- **SELECTED EXTRACT**:
* BEGIN *
# sad day



## tom g (Jul 8, 2009)

today i am dismantling my first tank and fish tank . , to boot my breeding angel died . not sure if it was the male or the female ...
does anyone want a full size black ghost knife ,let me know 
tom


----------



## Fish_Man (Apr 9, 2010)

Sorry to hear that.


----------



## Petar (Dec 2, 2010)

Very sorry to hear about that...


----------



## tom g (Jul 8, 2009)

*thanks*

no worries gang , thanks alot , not sure how i am gonna tell the wife .
i just chkd the water
a-.25
no2-0
ph-6.6 - this one is odd as usually my tank is at about 7.6
no3-0


----------



## Riceburner (Mar 14, 2008)

sorry to hear.

how big is the knife?


----------



## gucci17 (Oct 11, 2007)

That IS sad...sorry to hear bud.

That's a pretty big drop in ph. When's the last time you checked?

Also, in another thread. Wilson mentioned how winter can effect the ph level due to higher concentrations of co2 in the house.


----------



## tom g (Jul 8, 2009)

*knife*

teh knife is about 12 in . beutiful finnage . riceburner
yes its been a while ,, have been doing reg water changes a little bit extended thru the holiday seasoning thos . but my ph has never been that low , should i do a water change to see if i can get it back up .
* END *
(Raw records)
* BEGIN *
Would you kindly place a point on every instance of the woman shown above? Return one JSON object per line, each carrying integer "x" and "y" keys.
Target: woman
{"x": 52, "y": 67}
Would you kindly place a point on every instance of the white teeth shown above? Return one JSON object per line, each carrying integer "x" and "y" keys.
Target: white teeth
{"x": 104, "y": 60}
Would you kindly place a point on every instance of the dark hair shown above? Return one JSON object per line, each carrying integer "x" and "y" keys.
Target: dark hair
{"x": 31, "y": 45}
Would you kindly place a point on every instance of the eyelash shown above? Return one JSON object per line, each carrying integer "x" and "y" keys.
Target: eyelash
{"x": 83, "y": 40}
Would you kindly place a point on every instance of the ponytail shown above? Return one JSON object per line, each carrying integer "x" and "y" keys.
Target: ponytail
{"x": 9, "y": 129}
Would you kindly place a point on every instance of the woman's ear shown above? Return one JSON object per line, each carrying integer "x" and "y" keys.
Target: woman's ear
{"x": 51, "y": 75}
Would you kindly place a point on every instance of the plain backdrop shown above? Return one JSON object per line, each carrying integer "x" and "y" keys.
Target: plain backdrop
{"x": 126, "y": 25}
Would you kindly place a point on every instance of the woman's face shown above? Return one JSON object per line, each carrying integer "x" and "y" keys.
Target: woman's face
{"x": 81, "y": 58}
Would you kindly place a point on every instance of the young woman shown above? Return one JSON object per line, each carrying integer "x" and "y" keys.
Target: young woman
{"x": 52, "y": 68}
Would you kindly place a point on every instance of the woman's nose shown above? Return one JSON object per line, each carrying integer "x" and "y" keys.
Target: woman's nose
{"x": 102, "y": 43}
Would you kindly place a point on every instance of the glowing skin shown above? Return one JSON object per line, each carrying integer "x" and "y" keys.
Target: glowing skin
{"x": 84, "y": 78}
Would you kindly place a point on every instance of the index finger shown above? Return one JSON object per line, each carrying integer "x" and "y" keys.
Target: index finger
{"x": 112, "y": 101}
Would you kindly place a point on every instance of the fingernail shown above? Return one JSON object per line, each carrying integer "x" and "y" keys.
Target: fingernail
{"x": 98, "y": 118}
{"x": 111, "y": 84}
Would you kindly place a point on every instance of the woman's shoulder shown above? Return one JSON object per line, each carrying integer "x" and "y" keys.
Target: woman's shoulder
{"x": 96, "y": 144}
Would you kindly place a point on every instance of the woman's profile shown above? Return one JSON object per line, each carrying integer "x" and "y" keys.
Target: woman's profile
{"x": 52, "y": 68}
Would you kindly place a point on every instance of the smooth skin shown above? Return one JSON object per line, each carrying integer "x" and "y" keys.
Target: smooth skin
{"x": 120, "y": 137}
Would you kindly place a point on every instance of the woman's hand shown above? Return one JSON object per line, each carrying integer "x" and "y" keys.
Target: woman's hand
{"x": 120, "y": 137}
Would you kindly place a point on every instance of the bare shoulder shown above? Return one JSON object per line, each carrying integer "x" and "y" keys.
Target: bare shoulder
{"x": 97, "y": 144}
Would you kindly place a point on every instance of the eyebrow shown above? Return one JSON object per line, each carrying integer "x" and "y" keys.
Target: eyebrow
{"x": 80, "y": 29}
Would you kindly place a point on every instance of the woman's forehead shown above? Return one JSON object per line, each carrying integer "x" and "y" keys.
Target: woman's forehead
* END *
- **AIM A**: In the fish tank thread, what pH does tom g say his tank is usually at?
- **AIM B**: Check each statement against the fish tank thread and answer yes or no, quoting the words that decide it: (i) tom g gives the black ghost knife's length as about 12 inches. (ii) tom g knows whether it was the male or the female angel that died. (iii) gucci17 reports Wilson saying that summer can affect the pH level.
- **AIM C**: Go on with the fish tank thread from the point where it stops.
The entries are separate material, unrelated to the fish tank thread.

- **TASK ANSWER A**: About 7.6.

- **TASK ANSWER B**:
(i) Yes: "teh knife is about 12 in"
(ii) No: "not sure if it was the male or the female"
(iii) No: "Wilson mentioned how winter can effect the ph level due to higher concentrations of co2 in the house."

- **TASK ANSWER C**:
thanks 
tom


----------



## Riceburner (Mar 14, 2008)

a good WC never hurts.


----------



## Jackson (Jan 30, 2009)

Sorry to hear about that Tom


----------



## Holidays (Apr 18, 2010)

it could be a natural death from old age, my condolences on their death.


----------



## tom g (Jul 8, 2009)

*angels*

no worries thanks again , it could of been i think the pair were about 2 years old maybe older .


----------



## tom g (Jul 8, 2009)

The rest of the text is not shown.